_Task directions_
Reproduce all the entries below as a numbered list, omitting blank lines and leaving out the pictures.

[Dataset entries]
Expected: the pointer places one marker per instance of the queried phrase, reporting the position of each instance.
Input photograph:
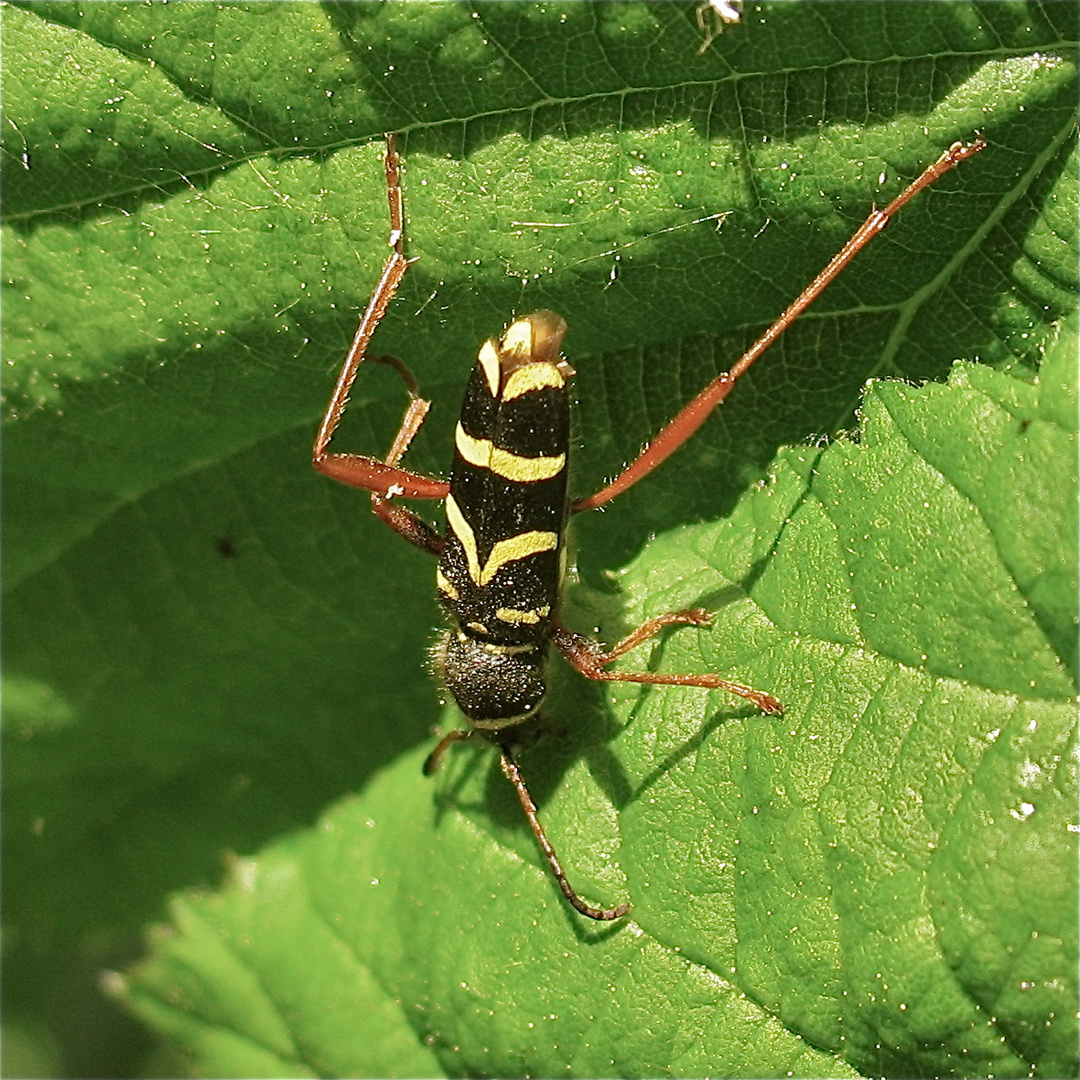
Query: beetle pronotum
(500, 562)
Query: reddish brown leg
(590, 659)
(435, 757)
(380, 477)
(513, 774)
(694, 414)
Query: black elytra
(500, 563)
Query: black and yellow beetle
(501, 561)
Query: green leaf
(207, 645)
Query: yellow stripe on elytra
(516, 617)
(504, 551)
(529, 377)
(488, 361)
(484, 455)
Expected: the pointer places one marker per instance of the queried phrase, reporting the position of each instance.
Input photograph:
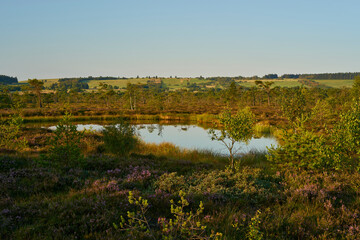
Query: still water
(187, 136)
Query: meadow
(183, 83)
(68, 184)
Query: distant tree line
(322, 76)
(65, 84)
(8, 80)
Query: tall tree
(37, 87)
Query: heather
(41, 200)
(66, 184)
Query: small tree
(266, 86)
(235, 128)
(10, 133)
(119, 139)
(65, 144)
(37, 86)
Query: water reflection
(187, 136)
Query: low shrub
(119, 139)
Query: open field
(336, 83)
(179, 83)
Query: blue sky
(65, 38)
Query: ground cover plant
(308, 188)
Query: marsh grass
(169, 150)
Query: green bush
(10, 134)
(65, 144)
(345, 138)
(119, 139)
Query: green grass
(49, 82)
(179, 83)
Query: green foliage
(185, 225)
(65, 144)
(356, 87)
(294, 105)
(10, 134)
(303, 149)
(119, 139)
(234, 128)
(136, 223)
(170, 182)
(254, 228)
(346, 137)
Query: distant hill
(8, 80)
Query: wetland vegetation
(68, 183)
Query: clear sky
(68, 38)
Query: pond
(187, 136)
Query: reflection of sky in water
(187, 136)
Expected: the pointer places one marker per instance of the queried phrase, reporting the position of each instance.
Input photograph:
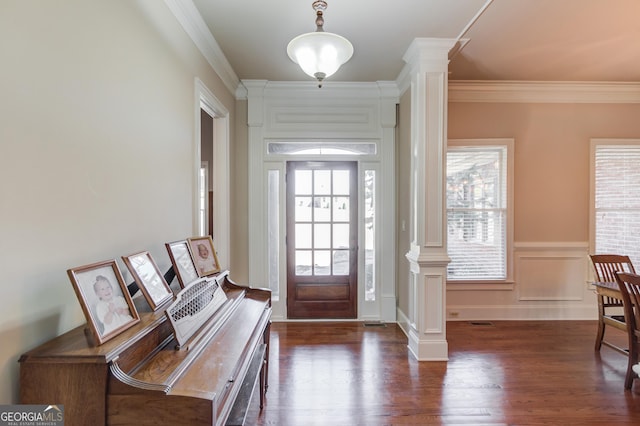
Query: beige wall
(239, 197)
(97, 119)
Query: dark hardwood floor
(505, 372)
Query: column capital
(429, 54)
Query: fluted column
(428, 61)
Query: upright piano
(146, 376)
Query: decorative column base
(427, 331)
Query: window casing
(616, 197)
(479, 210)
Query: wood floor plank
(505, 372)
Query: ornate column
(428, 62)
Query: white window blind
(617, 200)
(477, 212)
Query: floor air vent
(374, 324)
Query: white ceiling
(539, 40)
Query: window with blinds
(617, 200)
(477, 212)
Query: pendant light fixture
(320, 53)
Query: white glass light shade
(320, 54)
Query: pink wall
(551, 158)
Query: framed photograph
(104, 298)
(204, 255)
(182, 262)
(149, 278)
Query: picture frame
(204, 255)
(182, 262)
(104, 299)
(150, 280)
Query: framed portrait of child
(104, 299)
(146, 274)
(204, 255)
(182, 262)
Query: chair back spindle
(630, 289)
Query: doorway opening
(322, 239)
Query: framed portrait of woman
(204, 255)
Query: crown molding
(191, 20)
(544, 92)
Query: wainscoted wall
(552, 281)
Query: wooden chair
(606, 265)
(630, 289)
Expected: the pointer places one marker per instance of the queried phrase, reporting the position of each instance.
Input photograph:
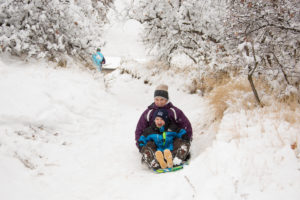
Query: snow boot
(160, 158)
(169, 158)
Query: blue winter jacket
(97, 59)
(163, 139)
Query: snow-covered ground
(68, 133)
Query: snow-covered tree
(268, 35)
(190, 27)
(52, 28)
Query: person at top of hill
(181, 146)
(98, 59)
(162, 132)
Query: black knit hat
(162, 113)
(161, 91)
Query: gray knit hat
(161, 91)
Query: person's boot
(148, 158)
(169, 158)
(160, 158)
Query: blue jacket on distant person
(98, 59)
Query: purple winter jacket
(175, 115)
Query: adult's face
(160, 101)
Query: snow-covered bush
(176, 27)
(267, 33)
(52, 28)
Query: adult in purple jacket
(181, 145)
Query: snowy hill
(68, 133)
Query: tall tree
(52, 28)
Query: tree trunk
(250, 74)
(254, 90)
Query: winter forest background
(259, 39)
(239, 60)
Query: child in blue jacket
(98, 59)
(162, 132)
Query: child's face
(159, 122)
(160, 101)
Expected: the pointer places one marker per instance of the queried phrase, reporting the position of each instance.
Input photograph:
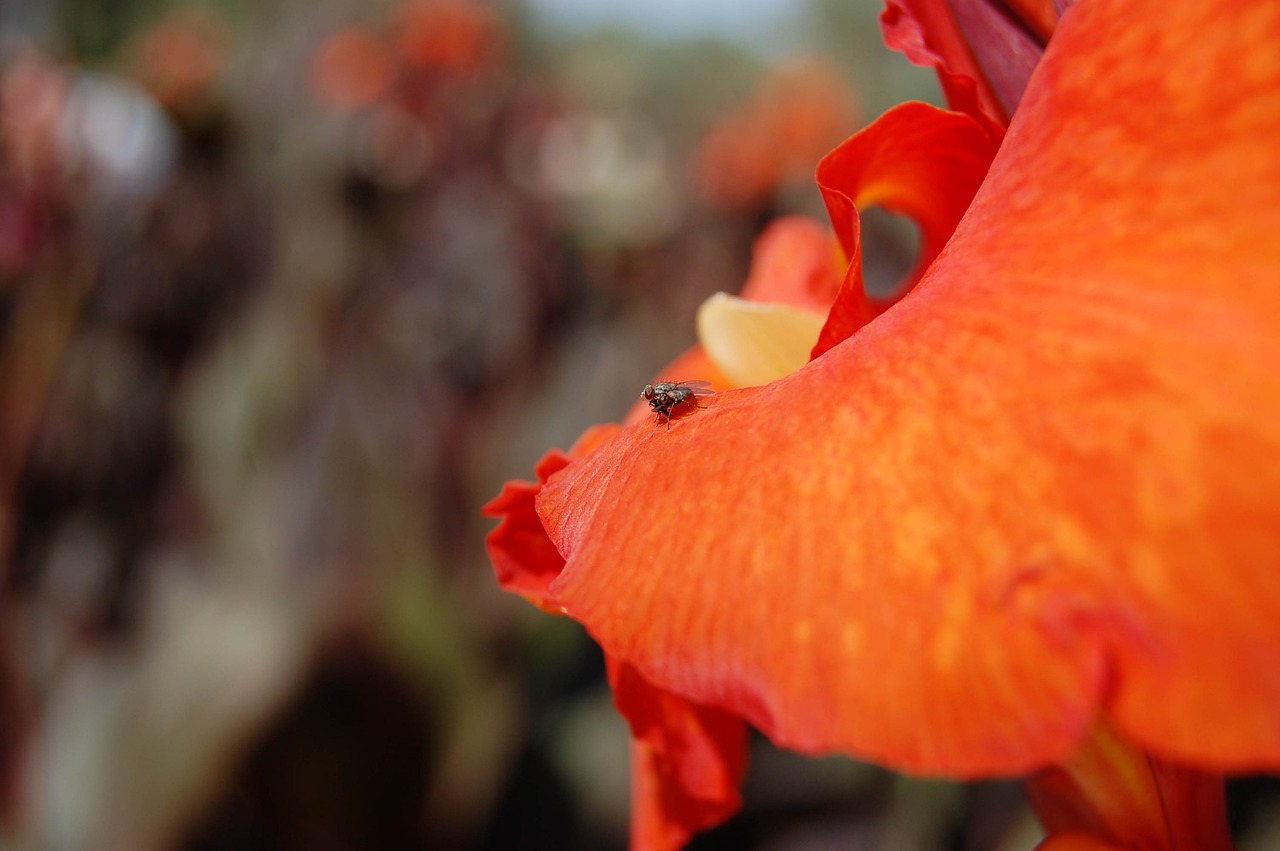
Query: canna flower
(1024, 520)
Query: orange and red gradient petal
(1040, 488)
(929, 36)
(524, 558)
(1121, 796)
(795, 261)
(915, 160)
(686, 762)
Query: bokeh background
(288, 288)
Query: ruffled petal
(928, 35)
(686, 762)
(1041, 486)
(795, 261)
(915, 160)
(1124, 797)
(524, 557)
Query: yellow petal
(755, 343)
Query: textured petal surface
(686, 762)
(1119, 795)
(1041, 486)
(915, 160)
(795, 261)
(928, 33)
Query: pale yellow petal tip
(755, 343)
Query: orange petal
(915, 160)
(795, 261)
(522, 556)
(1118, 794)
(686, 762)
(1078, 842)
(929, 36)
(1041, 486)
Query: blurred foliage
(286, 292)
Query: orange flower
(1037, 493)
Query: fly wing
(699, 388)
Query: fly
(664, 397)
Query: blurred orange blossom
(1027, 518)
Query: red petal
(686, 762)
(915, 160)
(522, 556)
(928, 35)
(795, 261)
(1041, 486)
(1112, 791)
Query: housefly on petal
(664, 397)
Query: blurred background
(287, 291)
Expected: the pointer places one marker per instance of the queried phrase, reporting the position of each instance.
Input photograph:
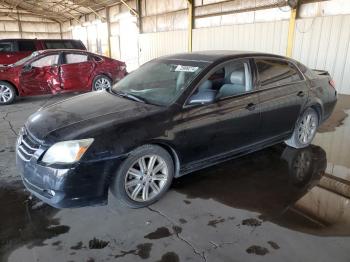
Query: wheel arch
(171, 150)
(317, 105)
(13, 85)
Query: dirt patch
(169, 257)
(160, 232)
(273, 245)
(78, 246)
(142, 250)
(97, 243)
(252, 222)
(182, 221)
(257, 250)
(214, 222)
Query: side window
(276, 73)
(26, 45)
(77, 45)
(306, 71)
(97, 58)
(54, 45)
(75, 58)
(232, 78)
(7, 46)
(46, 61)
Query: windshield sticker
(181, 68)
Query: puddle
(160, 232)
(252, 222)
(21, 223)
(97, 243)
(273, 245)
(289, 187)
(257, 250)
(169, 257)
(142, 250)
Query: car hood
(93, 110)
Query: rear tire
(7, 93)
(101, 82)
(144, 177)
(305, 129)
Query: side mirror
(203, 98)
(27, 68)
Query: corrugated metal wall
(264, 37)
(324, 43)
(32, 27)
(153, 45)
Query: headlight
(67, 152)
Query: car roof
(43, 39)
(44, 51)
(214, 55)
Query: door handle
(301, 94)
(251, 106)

_Solution to the problem_
1. Expected: the pointer places one marker per instance of the queried phrase, reporting the position of each instance.
2. Input photograph:
3. Query: beetle pronotum
4. (500, 562)
5. Query: reddish brown leg
6. (590, 659)
7. (435, 757)
8. (380, 477)
9. (513, 774)
10. (694, 414)
11. Query: black elytra
12. (500, 563)
13. Query: black and yellow beetle
14. (501, 561)
15. Query: green leaf
16. (207, 645)
17. Query: yellow stripe on elytra
18. (516, 617)
19. (504, 551)
20. (529, 377)
21. (488, 361)
22. (484, 455)
23. Expected: the pointer places one marker per instance of the queried phrase, reporting the position of each instance.
24. Input photograph:
25. Query: still water
26. (187, 136)
27. Query: meadow
28. (183, 83)
29. (68, 184)
30. Query: distant tree line
31. (322, 76)
32. (65, 84)
33. (8, 80)
34. Query: tall tree
35. (37, 87)
36. Query: heather
37. (41, 200)
38. (66, 184)
39. Query: small tree
40. (266, 86)
41. (235, 128)
42. (10, 133)
43. (119, 139)
44. (65, 144)
45. (37, 86)
46. Query: water reflection
47. (187, 136)
48. Query: low shrub
49. (119, 139)
50. Query: open field
51. (336, 83)
52. (179, 83)
53. Query: blue sky
54. (65, 38)
55. Query: ground cover plant
56. (308, 188)
57. Query: marsh grass
58. (169, 150)
59. Query: green bush
60. (10, 134)
61. (65, 144)
62. (345, 138)
63. (119, 139)
64. Query: green grass
65. (49, 82)
66. (179, 83)
67. Query: green foliage
68. (185, 225)
69. (65, 144)
70. (356, 87)
71. (294, 105)
72. (10, 134)
73. (303, 149)
74. (119, 139)
75. (234, 128)
76. (136, 223)
77. (170, 182)
78. (254, 228)
79. (346, 137)
80. Query: distant hill
81. (8, 80)
82. Query: wetland vegetation
83. (68, 183)
84. Query: clear sky
85. (68, 38)
86. Query: pond
87. (187, 136)
88. Query: reflection of sky in water
89. (187, 136)
90. Expected: the pointer places one marker per instance of the queried phrase, reporting the position of each instance.
91. Input photograph:
92. Query: beige wall
93. (239, 197)
94. (97, 119)
95. Query: dark hardwood floor
96. (505, 372)
97. Query: column capital
98. (429, 54)
99. Query: fluted column
100. (428, 61)
101. Query: upright piano
102. (146, 376)
103. Query: decorative column base
104. (427, 331)
105. Query: window casing
106. (616, 197)
107. (479, 210)
108. Query: wood floor plank
109. (505, 372)
110. Query: ornate column
111. (428, 62)
112. Query: white window blind
113. (617, 200)
114. (477, 212)
115. Query: floor air vent
116. (374, 324)
117. Query: white ceiling
118. (539, 40)
119. Query: window with blinds
120. (617, 200)
121. (477, 212)
122. Query: pendant light fixture
123. (320, 53)
124. Query: white glass light shade
125. (320, 54)
126. Query: pink wall
127. (551, 158)
128. Query: framed photograph
129. (104, 298)
130. (204, 255)
131. (182, 262)
132. (149, 278)
133. Query: picture frame
134. (204, 255)
135. (182, 262)
136. (104, 299)
137. (150, 280)
138. Query: framed portrait of child
139. (104, 299)
140. (146, 274)
141. (204, 255)
142. (182, 262)
143. Query: chair back spindle
144. (630, 289)
145. Query: doorway opening
146. (322, 239)
147. Query: framed portrait of woman
148. (204, 255)
149. Query: crown molding
150. (191, 20)
151. (544, 92)
152. Query: wainscoted wall
153. (552, 281)
154. Query: wooden chair
155. (606, 265)
156. (630, 289)
157. Expected: the pointer places one marker per instance of the queried phrase, reporting the position of each instance.
158. Input photograph:
159. Query: snow boot
160. (160, 158)
161. (169, 158)
162. Query: blue winter jacket
163. (97, 59)
164. (163, 139)
165. Query: snow-covered ground
166. (68, 133)
167. Query: snow-covered tree
168. (268, 35)
169. (190, 27)
170. (52, 28)
171. Query: person at top of hill
172. (181, 146)
173. (98, 59)
174. (162, 132)
175. Query: black knit hat
176. (162, 113)
177. (161, 91)
178. Query: gray knit hat
179. (161, 91)
180. Query: person's boot
181. (148, 158)
182. (169, 158)
183. (160, 158)
184. Query: blue jacket on distant person
185. (98, 59)
186. Query: purple winter jacket
187. (175, 115)
188. Query: adult's face
189. (160, 101)
190. Query: snow-covered bush
191. (176, 27)
192. (267, 33)
193. (52, 28)
194. Query: adult in purple jacket
195. (181, 145)
196. Query: snowy hill
197. (68, 133)
198. Query: tall tree
199. (52, 28)
200. Query: tree trunk
201. (250, 74)
202. (254, 90)
203. Query: winter forest background
204. (259, 39)
205. (239, 60)
206. Query: child in blue jacket
207. (98, 59)
208. (162, 132)
209. Query: child's face
210. (159, 122)
211. (160, 101)
212. Expected: the pointer places one marker per instance of the queried phrase, reporting the position of each instance.
213. Input photograph:
214. Query: canna flower
215. (1024, 520)
216. Query: orange and red gradient petal
217. (1040, 488)
218. (929, 36)
219. (524, 558)
220. (1121, 796)
221. (795, 261)
222. (915, 160)
223. (686, 762)
224. Query: bokeh background
225. (288, 288)
226. Query: ruffled petal
227. (928, 35)
228. (686, 762)
229. (1041, 486)
230. (795, 261)
231. (915, 160)
232. (1124, 797)
233. (524, 557)
234. Query: yellow petal
235. (755, 343)
236. Query: textured petal surface
237. (686, 762)
238. (1119, 795)
239. (1041, 486)
240. (915, 160)
241. (795, 261)
242. (928, 33)
243. Query: pale yellow petal tip
244. (755, 343)
245. Query: orange petal
246. (915, 160)
247. (795, 261)
248. (522, 556)
249. (1118, 794)
250. (686, 762)
251. (1078, 842)
252. (929, 36)
253. (1041, 486)
254. Query: blurred foliage
255. (286, 292)
256. Query: orange flower
257. (1037, 493)
258. Query: fly wing
259. (699, 388)
260. Query: fly
261. (664, 397)
262. Query: blurred orange blossom
263. (1027, 518)
264. Query: red petal
265. (686, 762)
266. (915, 160)
267. (522, 556)
268. (928, 35)
269. (795, 261)
270. (1041, 486)
271. (1112, 791)
272. Query: housefly on petal
273. (664, 397)
274. Query: blurred background
275. (287, 291)
276. Expected: the pointer places one marker per instance of the queried phrase, reporting the position of each instance.
277. Input photograph:
278. Query: wheel arch
279. (171, 150)
280. (317, 105)
281. (13, 85)
282. Query: dirt patch
283. (169, 257)
284. (160, 232)
285. (273, 245)
286. (78, 246)
287. (142, 250)
288. (97, 243)
289. (252, 222)
290. (182, 221)
291. (257, 250)
292. (214, 222)
293. Query: side window
294. (276, 73)
295. (26, 45)
296. (77, 45)
297. (306, 71)
298. (97, 58)
299. (54, 45)
300. (75, 58)
301. (232, 78)
302. (7, 46)
303. (46, 61)
304. Query: windshield sticker
305. (181, 68)
306. Query: puddle
307. (160, 232)
308. (252, 222)
309. (21, 223)
310. (97, 243)
311. (273, 245)
312. (289, 187)
313. (257, 250)
314. (169, 257)
315. (142, 250)
316. Query: car hood
317. (93, 110)
318. Query: rear tire
319. (7, 93)
320. (101, 82)
321. (144, 177)
322. (305, 129)
323. Query: side mirror
324. (203, 98)
325. (27, 68)
326. Query: corrugated metal wall
327. (264, 37)
328. (324, 43)
329. (32, 27)
330. (153, 45)
331. Query: headlight
332. (67, 152)
333. Query: car roof
334. (43, 39)
335. (44, 51)
336. (214, 55)
337. Query: door handle
338. (301, 94)
339. (251, 106)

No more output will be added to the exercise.